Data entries
+===+

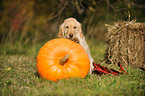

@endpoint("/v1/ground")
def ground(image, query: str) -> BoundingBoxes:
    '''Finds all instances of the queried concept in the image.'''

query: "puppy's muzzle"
[69,33,73,38]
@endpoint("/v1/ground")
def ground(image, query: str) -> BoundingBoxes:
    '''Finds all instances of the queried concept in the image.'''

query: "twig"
[133,3,145,8]
[106,0,115,10]
[45,1,68,21]
[75,0,84,14]
[79,0,84,9]
[124,11,131,21]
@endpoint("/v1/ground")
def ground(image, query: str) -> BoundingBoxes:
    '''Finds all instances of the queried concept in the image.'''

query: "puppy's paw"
[72,37,79,43]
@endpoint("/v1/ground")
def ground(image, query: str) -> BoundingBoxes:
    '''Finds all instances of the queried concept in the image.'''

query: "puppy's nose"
[69,33,73,38]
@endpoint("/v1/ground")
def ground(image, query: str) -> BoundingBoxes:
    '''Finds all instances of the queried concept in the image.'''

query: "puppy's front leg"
[77,36,94,74]
[83,42,94,74]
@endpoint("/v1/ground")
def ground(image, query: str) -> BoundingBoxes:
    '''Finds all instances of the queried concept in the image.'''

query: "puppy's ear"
[58,23,64,37]
[77,22,84,38]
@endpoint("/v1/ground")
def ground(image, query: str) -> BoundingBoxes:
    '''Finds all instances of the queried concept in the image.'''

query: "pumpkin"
[37,38,90,81]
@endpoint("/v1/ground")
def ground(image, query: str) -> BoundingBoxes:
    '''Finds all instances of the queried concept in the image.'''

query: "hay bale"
[105,20,145,68]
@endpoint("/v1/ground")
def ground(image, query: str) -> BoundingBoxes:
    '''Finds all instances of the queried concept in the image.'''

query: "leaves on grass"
[93,63,110,74]
[93,62,127,75]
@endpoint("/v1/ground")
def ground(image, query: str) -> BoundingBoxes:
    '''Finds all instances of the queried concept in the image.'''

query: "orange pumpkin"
[37,38,90,81]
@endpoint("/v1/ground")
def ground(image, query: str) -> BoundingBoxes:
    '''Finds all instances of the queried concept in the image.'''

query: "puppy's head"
[58,17,83,41]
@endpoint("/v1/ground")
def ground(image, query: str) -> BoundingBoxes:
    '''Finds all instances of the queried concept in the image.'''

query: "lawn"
[0,41,144,96]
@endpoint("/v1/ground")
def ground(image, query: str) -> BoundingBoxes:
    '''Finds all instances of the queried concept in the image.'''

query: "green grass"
[0,41,145,96]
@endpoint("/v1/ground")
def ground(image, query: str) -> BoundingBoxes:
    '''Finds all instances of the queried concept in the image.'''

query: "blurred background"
[0,0,145,55]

+===+

■ Work to be completed
Retype every entry verbatim and exclude the pictures from the copy.

■ Result of this exercise
@endpoint("/v1/ground")
def ground(image, query: str) -> BoundingBoxes:
    '''Finds all instances of the queried concept in the image.'''

query: "puppy's muzzle"
[69,33,73,38]
@endpoint("/v1/ground")
def ground(image, query: str) -> BoundingBoxes:
    '''Finds all instances of the queried concept in the image.'''

query: "twig"
[133,3,145,8]
[106,0,115,10]
[45,1,68,21]
[75,0,84,14]
[79,0,84,9]
[124,11,131,21]
@endpoint("/v1/ground")
def ground(image, query: str) -> BoundingBoxes:
    '''Finds all instances of the queried concept in the image.'''

query: "puppy's paw"
[72,37,79,43]
@endpoint("/v1/ground")
def ground(image, query: str) -> BoundingBoxes:
    '''Finds all instances of the queried concept in the image.'''

query: "puppy's nose"
[69,33,73,38]
@endpoint("/v1/ground")
def ground(image, query: str) -> BoundingBoxes:
    '''Finds all instances of the queried concept in the image.'''

query: "puppy's front leg"
[77,36,94,74]
[83,42,94,74]
@endpoint("/v1/ground")
def ground(image, query: str) -> BoundingBoxes:
    '''Finds all instances of the queried concept in the image.'''

query: "puppy's ear"
[58,23,64,37]
[77,22,84,38]
@endpoint("/v1/ground")
def ground(image, query: str) -> BoundingBoxes:
    '''Finds all instances of the queried concept in the image.'''

query: "pumpkin"
[37,38,90,81]
@endpoint("/v1/ground")
def ground(image, query: str) -> BoundingBoxes:
    '''Finds all instances of the queried concept in the image.'''

query: "hay bale"
[105,20,145,68]
@endpoint("/v1/ground")
def ground(image, query: str) -> BoundingBoxes:
    '''Finds all instances of the queried concept in the image.'''

query: "leaves on grass"
[93,63,110,74]
[93,62,127,75]
@endpoint("/v1/ground")
def ground(image, query: str) -> BoundingBoxes:
    '''Finds all instances of the queried concept in the image.'''

query: "orange pumpkin"
[37,38,90,81]
@endpoint("/v1/ground")
def ground(image, query: str) -> BoundingBoxes:
    '''Finds all instances of the queried concept in the image.'''

query: "puppy's head"
[58,17,83,41]
@endpoint("/v1/ground")
def ground(image, query: str) -> BoundingBoxes:
    '''Finds all instances of the queried concept in the image.'''

query: "lawn"
[0,41,144,96]
@endpoint("/v1/ground")
def ground(image, query: str) -> BoundingBoxes:
    '''Finds all instances of the queried concept in the image.'''

query: "green grass"
[0,41,145,96]
@endpoint("/v1/ground")
def ground(image, query: str) -> BoundingBoxes:
    '''Finds all instances of the queried concept in the image.'''

query: "blurred background"
[0,0,145,55]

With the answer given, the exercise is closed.